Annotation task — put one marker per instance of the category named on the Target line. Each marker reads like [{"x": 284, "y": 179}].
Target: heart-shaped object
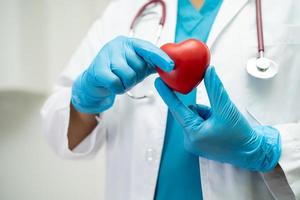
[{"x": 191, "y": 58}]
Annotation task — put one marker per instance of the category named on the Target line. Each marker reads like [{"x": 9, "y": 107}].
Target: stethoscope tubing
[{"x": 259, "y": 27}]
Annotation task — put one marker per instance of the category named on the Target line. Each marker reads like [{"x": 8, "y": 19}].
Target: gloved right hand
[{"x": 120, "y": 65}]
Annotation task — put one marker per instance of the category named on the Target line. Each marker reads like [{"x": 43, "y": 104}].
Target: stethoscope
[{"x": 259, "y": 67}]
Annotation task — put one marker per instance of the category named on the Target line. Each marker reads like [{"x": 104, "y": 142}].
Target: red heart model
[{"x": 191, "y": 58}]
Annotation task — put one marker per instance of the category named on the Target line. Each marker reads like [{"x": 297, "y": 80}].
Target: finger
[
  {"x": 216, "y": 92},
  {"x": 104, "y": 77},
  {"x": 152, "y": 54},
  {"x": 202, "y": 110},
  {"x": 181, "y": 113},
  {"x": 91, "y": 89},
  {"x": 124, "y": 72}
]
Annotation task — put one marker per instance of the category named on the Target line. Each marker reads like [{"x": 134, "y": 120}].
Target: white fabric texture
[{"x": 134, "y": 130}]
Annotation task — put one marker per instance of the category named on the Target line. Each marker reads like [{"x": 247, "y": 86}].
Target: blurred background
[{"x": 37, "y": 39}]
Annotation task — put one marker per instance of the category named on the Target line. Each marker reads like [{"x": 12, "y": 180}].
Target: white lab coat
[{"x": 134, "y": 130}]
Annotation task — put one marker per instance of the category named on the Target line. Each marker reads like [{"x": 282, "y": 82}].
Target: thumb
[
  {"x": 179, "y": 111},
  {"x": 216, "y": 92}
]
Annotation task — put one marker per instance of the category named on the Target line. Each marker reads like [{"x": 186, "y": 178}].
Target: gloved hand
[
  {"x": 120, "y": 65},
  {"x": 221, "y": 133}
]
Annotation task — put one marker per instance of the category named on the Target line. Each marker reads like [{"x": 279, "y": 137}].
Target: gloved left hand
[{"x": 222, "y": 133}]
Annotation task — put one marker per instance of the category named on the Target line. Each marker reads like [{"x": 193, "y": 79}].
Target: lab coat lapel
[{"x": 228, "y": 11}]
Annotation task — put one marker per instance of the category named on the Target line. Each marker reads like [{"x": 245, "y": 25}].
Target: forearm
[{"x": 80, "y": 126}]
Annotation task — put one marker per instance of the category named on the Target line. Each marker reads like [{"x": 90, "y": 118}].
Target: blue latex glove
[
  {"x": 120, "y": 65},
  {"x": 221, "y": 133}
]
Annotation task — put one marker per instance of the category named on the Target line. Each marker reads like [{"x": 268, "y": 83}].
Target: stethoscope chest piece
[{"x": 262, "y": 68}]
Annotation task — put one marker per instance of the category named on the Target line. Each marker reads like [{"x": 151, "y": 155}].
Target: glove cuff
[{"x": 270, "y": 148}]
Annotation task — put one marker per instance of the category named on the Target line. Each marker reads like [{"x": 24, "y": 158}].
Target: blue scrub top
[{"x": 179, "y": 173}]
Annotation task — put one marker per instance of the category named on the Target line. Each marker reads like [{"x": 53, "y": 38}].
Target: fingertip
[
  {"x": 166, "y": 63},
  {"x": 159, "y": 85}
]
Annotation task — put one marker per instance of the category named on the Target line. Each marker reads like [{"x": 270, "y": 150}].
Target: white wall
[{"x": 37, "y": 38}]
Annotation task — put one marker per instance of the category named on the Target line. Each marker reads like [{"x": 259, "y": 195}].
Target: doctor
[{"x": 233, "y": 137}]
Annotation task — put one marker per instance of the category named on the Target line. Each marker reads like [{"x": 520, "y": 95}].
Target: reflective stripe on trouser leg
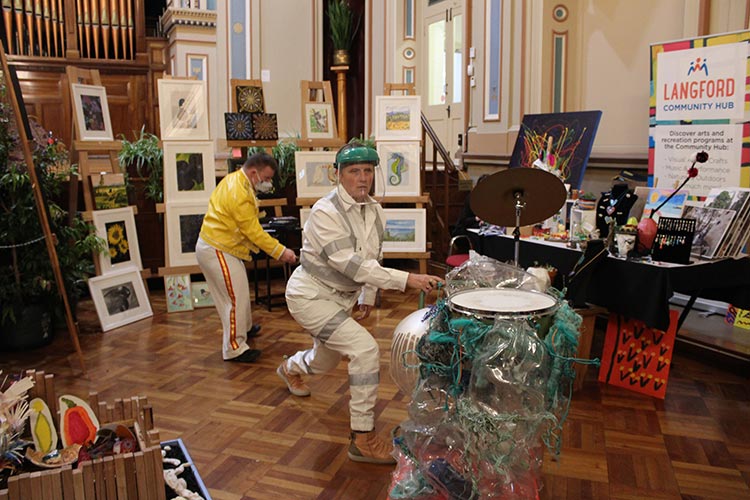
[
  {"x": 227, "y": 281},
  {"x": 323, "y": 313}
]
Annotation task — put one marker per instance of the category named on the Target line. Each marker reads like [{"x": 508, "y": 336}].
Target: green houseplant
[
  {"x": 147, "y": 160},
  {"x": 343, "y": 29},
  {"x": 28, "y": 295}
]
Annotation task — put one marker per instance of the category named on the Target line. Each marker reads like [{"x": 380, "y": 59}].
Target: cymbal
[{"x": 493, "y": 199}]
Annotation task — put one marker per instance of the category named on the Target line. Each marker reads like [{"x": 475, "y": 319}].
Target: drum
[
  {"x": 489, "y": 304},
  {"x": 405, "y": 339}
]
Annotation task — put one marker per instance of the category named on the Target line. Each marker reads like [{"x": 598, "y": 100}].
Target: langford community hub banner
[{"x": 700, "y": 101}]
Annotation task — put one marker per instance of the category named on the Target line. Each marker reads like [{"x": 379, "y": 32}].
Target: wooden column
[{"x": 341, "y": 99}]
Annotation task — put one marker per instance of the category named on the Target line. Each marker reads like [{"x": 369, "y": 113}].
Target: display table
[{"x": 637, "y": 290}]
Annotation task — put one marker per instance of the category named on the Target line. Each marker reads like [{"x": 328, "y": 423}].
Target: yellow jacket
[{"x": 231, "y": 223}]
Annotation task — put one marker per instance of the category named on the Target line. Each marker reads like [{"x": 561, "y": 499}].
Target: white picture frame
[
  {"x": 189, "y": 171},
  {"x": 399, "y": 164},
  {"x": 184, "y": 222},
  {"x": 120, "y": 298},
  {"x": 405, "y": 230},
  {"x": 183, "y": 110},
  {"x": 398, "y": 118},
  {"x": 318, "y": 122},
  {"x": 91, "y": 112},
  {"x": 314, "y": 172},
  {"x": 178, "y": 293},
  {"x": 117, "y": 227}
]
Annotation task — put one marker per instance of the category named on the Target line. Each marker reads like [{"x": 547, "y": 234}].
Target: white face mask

--- --- ---

**What you should do**
Your task is to copy the entries in full and exactly, without any images.

**Answer to this exercise**
Annotation task — put one marker per instance of the category named on the Target line. Each marker reads like [{"x": 284, "y": 179}].
Target: heart-shaped object
[{"x": 191, "y": 58}]
Annotation task — put one marker per instance of the category named on the Target line. Each marker reads like [{"x": 9, "y": 107}].
Target: stethoscope tubing
[{"x": 259, "y": 27}]
Annotation task — put one marker per instance of the category named on the Target line. Each marker reads like [{"x": 8, "y": 19}].
Target: gloved right hand
[{"x": 120, "y": 65}]
Annotation task — put one marker per instance of the category named on the Target line. Each marker reads like [{"x": 43, "y": 104}].
Target: stethoscope
[{"x": 259, "y": 67}]
Annotation task — put one marker per instance of the category named on the Target line. Each marker reads like [{"x": 104, "y": 142}].
Target: red heart model
[{"x": 191, "y": 58}]
Annotation task — put one marker per instance of the category named on the Target line. Each marker reads like [{"x": 297, "y": 80}].
Target: finger
[
  {"x": 216, "y": 92},
  {"x": 104, "y": 77},
  {"x": 152, "y": 54},
  {"x": 202, "y": 110},
  {"x": 181, "y": 113},
  {"x": 91, "y": 89},
  {"x": 124, "y": 72}
]
Annotation task — put one marker per instance of the category named on the Target line. Each marker reads like [{"x": 134, "y": 120}].
Target: white fabric texture
[{"x": 134, "y": 130}]
Annotation task — put one marker per instance of the category named on the Target line. Each marker reads like [{"x": 247, "y": 86}].
Target: blurred background
[{"x": 37, "y": 39}]
Annotation task — put one marker per instance of the category named on the Target line. Each marker reads like [{"x": 12, "y": 180}].
Target: white lab coat
[{"x": 134, "y": 130}]
Annotation task — put one marker per instance of the category named on the Target line. Each marker reads like [{"x": 282, "y": 82}].
Target: thumb
[
  {"x": 179, "y": 111},
  {"x": 216, "y": 92}
]
Annotation task — put one marker per instance of the category named on the Target line. Each marker reads like [{"x": 186, "y": 178}].
Target: gloved hand
[
  {"x": 120, "y": 65},
  {"x": 221, "y": 133}
]
Annotation task — put one marker per instance of the category named on the Target line. Each marker reads like [{"x": 279, "y": 137}].
Target: gloved left hand
[{"x": 222, "y": 133}]
Annotation task — put one marker per instance of the category named on the Target line. Each marker reads like [{"x": 193, "y": 79}].
Target: lab coat lapel
[{"x": 228, "y": 11}]
Annotation task — put one marker per instance of the category named on the Target line. Each marker reads like [{"x": 245, "y": 25}].
Target: forearm
[{"x": 80, "y": 126}]
Annotation task — put one marker per instance of the category named on the Target line. Each marker reads like [{"x": 90, "y": 118}].
Target: blue latex glove
[
  {"x": 120, "y": 65},
  {"x": 221, "y": 133}
]
Annotation task — put one marker per instance of the category named on the Target line. Each marker reads like [{"x": 268, "y": 83}].
Target: stethoscope chest piece
[{"x": 262, "y": 68}]
Annotation task — put one marker per instance of the category named on the Target line. Each marker reads like [{"x": 151, "y": 155}].
Target: glove cuff
[{"x": 270, "y": 148}]
Annotation task — put one marker per instance of the category named on the Target line. Each marker reads like [{"x": 24, "y": 158}].
Target: blue scrub top
[{"x": 179, "y": 173}]
Annotation task — put one marker per instance of the category named on the Target line. Each marker reads like [{"x": 53, "y": 38}].
Target: fingertip
[
  {"x": 166, "y": 63},
  {"x": 159, "y": 85}
]
Annotation task — put one marker per instance of the category named on the Target line. Each marker reads like [{"x": 270, "y": 150}].
Target: white wall
[{"x": 37, "y": 38}]
Annotation task — put one marker per instance of the category named on the Target line. Each marker reads like [{"x": 259, "y": 195}].
Target: doctor
[{"x": 233, "y": 137}]
Annotation task — put one marker per instance of the category named on the Target line. Each marker reads like [{"x": 520, "y": 95}].
Target: reflective stripe on trouser leg
[
  {"x": 227, "y": 281},
  {"x": 323, "y": 313}
]
Annotation task — put one marker per instance of the category named on the Target line. Each marker reads like [{"x": 508, "y": 336}].
Target: green houseplant
[
  {"x": 147, "y": 160},
  {"x": 343, "y": 29},
  {"x": 28, "y": 295}
]
Annotation task — put one marker per instance of the category named on the Target line. Each marker reads like [{"x": 380, "y": 59}].
Target: cymbal
[{"x": 493, "y": 199}]
Annotation task — put one marker per instance of the category named on the Target line. Each marker reads like [{"x": 475, "y": 319}].
Target: drum
[
  {"x": 489, "y": 304},
  {"x": 405, "y": 339}
]
Annotation task — put one marker per instance of the category named on the Target line. Each marker reads like [{"x": 598, "y": 100}].
Target: langford community hub banner
[{"x": 700, "y": 101}]
Annotation task — put one marker per instance of the category named on the Target line. Each marker reads like [{"x": 379, "y": 32}].
Target: wooden column
[{"x": 341, "y": 99}]
Annotation task — put one marker per instance of the category named on the Target line. Each marker reads like [{"x": 369, "y": 113}].
Target: display table
[{"x": 637, "y": 290}]
Annotation task — put one marker per instance of the category named on the Target line. Each marker reads like [{"x": 328, "y": 423}].
Target: yellow jacket
[{"x": 231, "y": 223}]
Annotation task — put one marker per instance of the category named on the Target line. Each marker reads like [{"x": 561, "y": 499}].
Target: white picture frame
[
  {"x": 189, "y": 171},
  {"x": 399, "y": 164},
  {"x": 184, "y": 222},
  {"x": 120, "y": 298},
  {"x": 405, "y": 230},
  {"x": 183, "y": 110},
  {"x": 398, "y": 118},
  {"x": 318, "y": 122},
  {"x": 91, "y": 112},
  {"x": 314, "y": 172},
  {"x": 178, "y": 293},
  {"x": 117, "y": 227}
]
Annotation task — put one marker per instance of the category named on the Target line. Each marker reads like [{"x": 547, "y": 234}].
Target: white face mask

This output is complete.